(TASK DATA begins)
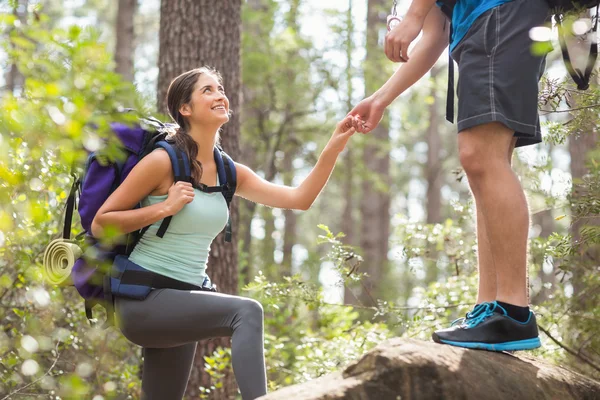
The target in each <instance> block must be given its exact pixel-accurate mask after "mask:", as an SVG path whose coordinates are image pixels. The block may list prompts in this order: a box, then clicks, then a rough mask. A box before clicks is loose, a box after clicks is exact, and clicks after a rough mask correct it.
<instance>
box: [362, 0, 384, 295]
mask: <svg viewBox="0 0 600 400" xmlns="http://www.w3.org/2000/svg"><path fill="white" fill-rule="evenodd" d="M387 5H388V4H387V2H386V1H382V0H369V2H368V8H367V51H366V54H367V55H366V59H367V60H373V62H372V63H370V62H368V63H367V67H366V70H365V87H366V90H367V94H370V93H371V92H372V91H373V90H374V88H377V87H379V86H380V84H381V83H382V82H381V72H380V68H379V66H378V63H377V61H378V59H379V60H380V59H381V48H380V47H379V46H378V41H379V34H380V32H381V30H382V29H383V23H382V20H381V16H380V11H381V10H384V9H386V6H387ZM368 139H369V141H368V144H367V145H366V146H365V148H364V152H363V159H364V164H365V167H366V170H367V171H370V173H372V174H373V178H375V179H380V180H382V181H383V182H384V185H385V186H386V189H387V188H389V186H390V185H389V181H390V179H389V170H390V155H389V150H387V149H386V148H385V147H384V146H387V144H388V143H389V129H388V122H387V118H384V119H383V120H382V121H381V123H380V124H379V126H378V127H377V128H375V129H374V130H373V131H372V132H371V133H370V134H369V138H368ZM361 192H362V198H361V203H360V212H361V222H362V228H361V238H360V244H361V248H362V250H363V252H364V260H365V261H364V263H363V265H364V268H363V271H364V272H366V273H367V274H368V275H369V276H368V277H367V278H366V279H365V280H364V288H363V291H362V293H361V296H360V298H361V302H362V303H363V304H365V305H373V299H374V298H376V297H377V296H378V293H377V292H378V290H379V288H380V287H381V282H382V278H383V274H384V272H385V271H386V269H387V268H386V266H387V253H388V248H389V245H388V240H389V235H390V203H391V199H390V195H389V193H388V192H387V191H382V190H378V189H377V188H376V187H375V186H374V185H373V183H372V180H365V181H363V184H362V190H361Z"/></svg>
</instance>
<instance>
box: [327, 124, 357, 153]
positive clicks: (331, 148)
mask: <svg viewBox="0 0 600 400" xmlns="http://www.w3.org/2000/svg"><path fill="white" fill-rule="evenodd" d="M353 120H354V117H353V116H351V115H347V116H346V117H345V118H344V119H343V120H341V121H340V122H338V123H337V125H336V126H335V131H333V135H331V139H329V142H328V143H327V146H325V150H330V151H334V152H335V153H336V154H339V153H341V152H342V150H344V148H345V147H346V143H348V139H350V136H352V135H354V133H355V132H356V129H355V128H354V125H355V123H354V122H353Z"/></svg>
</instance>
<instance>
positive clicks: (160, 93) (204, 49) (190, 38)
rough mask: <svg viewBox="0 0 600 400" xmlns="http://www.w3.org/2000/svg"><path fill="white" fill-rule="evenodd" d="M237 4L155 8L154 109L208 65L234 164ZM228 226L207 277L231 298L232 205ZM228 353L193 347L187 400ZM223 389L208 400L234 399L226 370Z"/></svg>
mask: <svg viewBox="0 0 600 400" xmlns="http://www.w3.org/2000/svg"><path fill="white" fill-rule="evenodd" d="M241 6H242V2H241V0H221V1H218V2H215V1H213V0H163V1H162V4H161V22H160V32H159V36H160V48H159V60H158V66H159V76H158V105H159V110H161V111H162V112H165V111H166V99H165V97H166V93H167V89H168V86H169V84H170V82H171V80H172V79H173V78H175V77H176V76H178V75H179V74H181V73H183V72H185V71H188V70H190V69H193V68H198V67H201V66H203V65H209V66H212V67H214V68H216V69H217V70H219V72H220V73H221V75H222V76H223V86H224V87H225V92H226V93H227V96H228V97H229V101H230V108H231V110H233V115H232V117H231V119H230V121H229V123H227V124H226V125H225V126H224V127H223V129H222V131H221V138H222V139H221V143H222V145H223V148H224V149H225V151H226V152H227V153H228V154H229V155H231V157H232V158H233V159H234V160H235V159H237V158H238V156H239V144H238V140H239V131H240V124H239V114H238V111H239V110H240V107H241V104H240V96H239V94H240V90H241V88H240V41H241V40H240V34H241V33H240V30H241ZM230 212H231V218H232V223H233V239H232V243H225V240H224V235H223V233H221V234H220V235H219V236H218V237H217V238H216V239H215V240H214V242H213V244H212V246H211V252H210V262H209V269H208V272H209V274H210V276H211V279H212V280H213V281H214V282H215V283H216V284H217V285H218V287H219V290H220V291H221V292H224V293H228V294H236V293H237V290H238V270H237V267H238V254H237V246H236V243H237V228H236V227H237V226H238V225H237V223H238V208H237V200H234V201H233V203H232V204H231V210H230ZM220 346H223V347H229V346H230V339H229V338H220V339H215V340H211V341H207V340H204V341H201V342H199V343H198V349H197V351H196V358H195V360H194V366H195V368H193V369H192V373H191V376H190V379H189V381H188V388H187V391H186V393H187V396H188V398H198V397H199V395H200V391H199V387H201V386H202V387H205V388H208V387H210V386H211V381H210V377H209V376H208V375H207V374H205V373H203V371H204V357H205V356H210V355H211V354H212V352H213V351H214V350H215V349H216V348H217V347H220ZM222 382H223V387H222V388H221V389H216V390H214V391H211V399H216V400H220V399H232V398H234V397H235V393H237V386H236V384H235V378H234V376H233V372H232V371H231V369H229V370H228V371H226V373H225V377H224V378H223V380H222Z"/></svg>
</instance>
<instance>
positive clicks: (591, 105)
mask: <svg viewBox="0 0 600 400" xmlns="http://www.w3.org/2000/svg"><path fill="white" fill-rule="evenodd" d="M589 108H600V104H592V105H591V106H582V107H576V108H569V109H568V110H556V111H547V112H546V113H544V114H541V115H548V114H560V113H568V112H573V111H580V110H587V109H589Z"/></svg>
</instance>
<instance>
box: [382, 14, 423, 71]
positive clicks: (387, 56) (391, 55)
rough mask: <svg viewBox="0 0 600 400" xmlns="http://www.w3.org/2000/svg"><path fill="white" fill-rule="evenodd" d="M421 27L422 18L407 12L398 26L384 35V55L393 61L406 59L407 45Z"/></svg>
mask: <svg viewBox="0 0 600 400" xmlns="http://www.w3.org/2000/svg"><path fill="white" fill-rule="evenodd" d="M422 29H423V19H421V18H417V17H414V16H412V15H410V14H407V16H406V18H404V19H403V20H402V21H401V22H400V23H399V24H398V26H396V27H395V28H394V29H392V30H391V31H390V32H388V33H387V34H386V35H385V45H384V49H385V55H386V56H387V58H389V59H390V61H393V62H407V61H408V46H410V44H411V43H412V42H413V40H415V39H416V38H417V36H419V33H420V32H421V30H422Z"/></svg>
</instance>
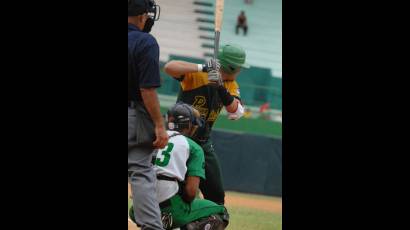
(TASK DATA ends)
EXERCISE OBJECTIVE:
Retype all entries above verbatim; no pictures belong in the copy.

RESPONSE BELOW:
The target in each <instance> block must be given its exact pixel-accurate mask after "mask:", as an SVG path whose coordinates are image pixels. The block may list prompts in this order: a box, then clicks, then a rough mask. A box before clicks is loose, a box after clicks is exact, and clicks after a rough mask correct it.
<instance>
box: [362, 0, 384, 295]
mask: <svg viewBox="0 0 600 400" xmlns="http://www.w3.org/2000/svg"><path fill="white" fill-rule="evenodd" d="M387 5H388V4H387V2H386V1H382V0H369V2H368V8H367V51H366V54H367V55H366V59H367V60H373V62H372V63H370V62H368V63H367V67H366V70H365V87H366V90H367V94H370V93H371V92H372V91H373V90H374V88H377V87H379V86H380V84H381V83H382V82H381V72H380V68H379V66H378V63H377V61H378V59H379V60H380V59H381V48H380V47H379V46H378V41H379V34H380V32H381V30H382V29H383V23H382V20H381V16H380V11H381V10H384V9H386V6H387ZM368 139H369V141H368V144H367V145H366V146H365V148H364V152H363V159H364V164H365V167H366V170H367V171H370V173H372V174H373V178H375V179H380V180H382V181H383V182H384V185H385V186H386V189H387V188H389V186H390V185H389V181H390V179H389V170H390V155H389V150H387V149H386V148H385V147H384V146H387V144H388V143H389V129H388V122H387V118H384V119H383V120H382V121H381V123H380V124H379V126H378V127H377V128H375V129H374V130H373V131H372V132H371V133H370V134H369V138H368ZM361 192H362V198H361V203H360V212H361V222H362V228H361V238H360V244H361V248H362V250H363V252H364V260H365V261H364V263H363V265H364V268H363V271H364V272H366V273H367V274H368V275H369V276H368V277H367V278H366V279H365V280H364V288H363V291H362V293H361V296H360V298H361V302H362V303H363V304H365V305H373V299H374V298H376V297H377V296H378V293H377V292H378V290H379V288H380V287H381V282H382V278H383V274H384V272H385V271H386V269H387V268H386V266H387V253H388V248H389V245H388V240H389V235H390V203H391V199H390V195H389V193H388V192H387V191H382V190H378V189H377V188H376V187H375V186H374V185H373V183H372V180H365V181H363V184H362V190H361Z"/></svg>
</instance>
<instance>
box: [327, 124, 357, 153]
positive clicks: (331, 148)
mask: <svg viewBox="0 0 600 400" xmlns="http://www.w3.org/2000/svg"><path fill="white" fill-rule="evenodd" d="M353 120H354V117H353V116H351V115H347V116H346V117H345V118H344V119H343V120H341V121H340V122H338V123H337V125H336V126H335V131H333V135H331V139H329V142H328V143H327V146H325V150H330V151H334V152H335V153H336V154H339V153H341V152H342V150H344V148H345V147H346V143H348V139H350V136H352V135H354V133H355V132H356V129H355V128H354V125H355V123H354V122H353Z"/></svg>
</instance>
<instance>
positive clicks: (160, 93) (204, 49) (190, 38)
rough mask: <svg viewBox="0 0 600 400" xmlns="http://www.w3.org/2000/svg"><path fill="white" fill-rule="evenodd" d="M237 4L155 8L154 109L208 65L234 164ZM228 226L207 277L231 298L232 205ZM228 353L193 347L187 400ZM223 389L208 400L234 399L226 370Z"/></svg>
mask: <svg viewBox="0 0 600 400" xmlns="http://www.w3.org/2000/svg"><path fill="white" fill-rule="evenodd" d="M241 6H242V2H241V0H221V1H218V2H215V1H213V0H163V1H162V4H161V22H160V32H159V36H160V48H159V60H158V66H159V76H158V105H159V110H161V111H162V112H165V111H166V99H165V97H166V93H167V89H168V86H169V84H170V82H171V80H172V79H173V78H175V77H176V76H178V75H179V74H181V73H183V72H185V71H188V70H190V69H193V68H198V67H201V66H203V65H209V66H212V67H214V68H216V69H217V70H219V72H220V73H221V75H222V76H223V86H224V87H225V92H226V93H227V96H228V97H229V101H230V108H231V110H233V115H232V117H231V119H230V121H229V123H227V124H226V125H225V126H224V127H223V129H222V131H221V138H222V139H221V143H222V145H223V148H224V149H225V151H226V152H227V153H228V154H229V155H231V157H232V158H233V159H234V160H235V159H237V158H238V156H239V144H238V140H239V131H240V124H239V114H238V111H239V110H240V107H241V104H240V96H239V94H240V90H241V88H240V41H241V40H240V34H241V33H240V30H241ZM230 212H231V218H232V223H233V239H232V243H225V240H224V235H223V233H221V234H220V235H219V236H218V237H217V238H216V239H215V240H214V242H213V244H212V246H211V252H210V262H209V269H208V272H209V274H210V276H211V279H212V280H213V281H214V282H215V283H216V284H217V285H218V287H219V290H220V291H221V292H224V293H228V294H236V293H237V290H238V270H237V267H238V254H237V246H236V243H237V228H236V227H237V226H238V225H237V223H238V208H237V200H234V201H233V203H232V204H231V210H230ZM220 346H223V347H229V346H230V339H229V338H220V339H215V340H211V341H207V340H204V341H201V342H199V343H198V349H197V351H196V358H195V360H194V366H195V368H193V369H192V373H191V376H190V379H189V381H188V388H187V391H186V393H187V396H188V398H198V397H199V395H200V391H199V387H201V386H202V387H205V388H208V387H210V386H211V381H210V377H209V376H208V375H207V374H205V373H203V371H204V357H205V356H210V355H211V354H212V352H213V351H214V350H215V349H216V348H217V347H220ZM222 382H223V387H222V388H221V389H216V390H214V391H211V399H216V400H220V399H232V398H234V397H235V393H237V386H236V384H235V378H234V376H233V372H232V371H231V369H229V370H228V371H226V373H225V377H224V378H223V380H222Z"/></svg>
</instance>
<instance>
positive clicks: (591, 105)
mask: <svg viewBox="0 0 600 400" xmlns="http://www.w3.org/2000/svg"><path fill="white" fill-rule="evenodd" d="M589 108H600V104H592V105H591V106H582V107H576V108H569V109H568V110H556V111H547V112H546V113H544V114H541V115H548V114H560V113H568V112H573V111H580V110H587V109H589Z"/></svg>
</instance>
<instance>
box: [382, 14, 423, 71]
positive clicks: (387, 56) (391, 55)
rough mask: <svg viewBox="0 0 600 400" xmlns="http://www.w3.org/2000/svg"><path fill="white" fill-rule="evenodd" d="M421 27L422 18L407 12L398 26L384 35V55L393 61L406 59L407 45Z"/></svg>
mask: <svg viewBox="0 0 600 400" xmlns="http://www.w3.org/2000/svg"><path fill="white" fill-rule="evenodd" d="M422 29H423V19H421V18H417V17H414V16H412V15H410V14H407V16H406V18H404V19H403V20H402V21H401V22H400V23H399V24H398V26H396V27H395V28H394V29H392V30H391V31H390V32H388V33H387V34H386V35H385V45H384V49H385V55H386V56H387V58H389V59H390V61H393V62H407V61H408V46H410V44H411V43H412V42H413V40H415V39H416V38H417V36H419V33H420V32H421V30H422Z"/></svg>
</instance>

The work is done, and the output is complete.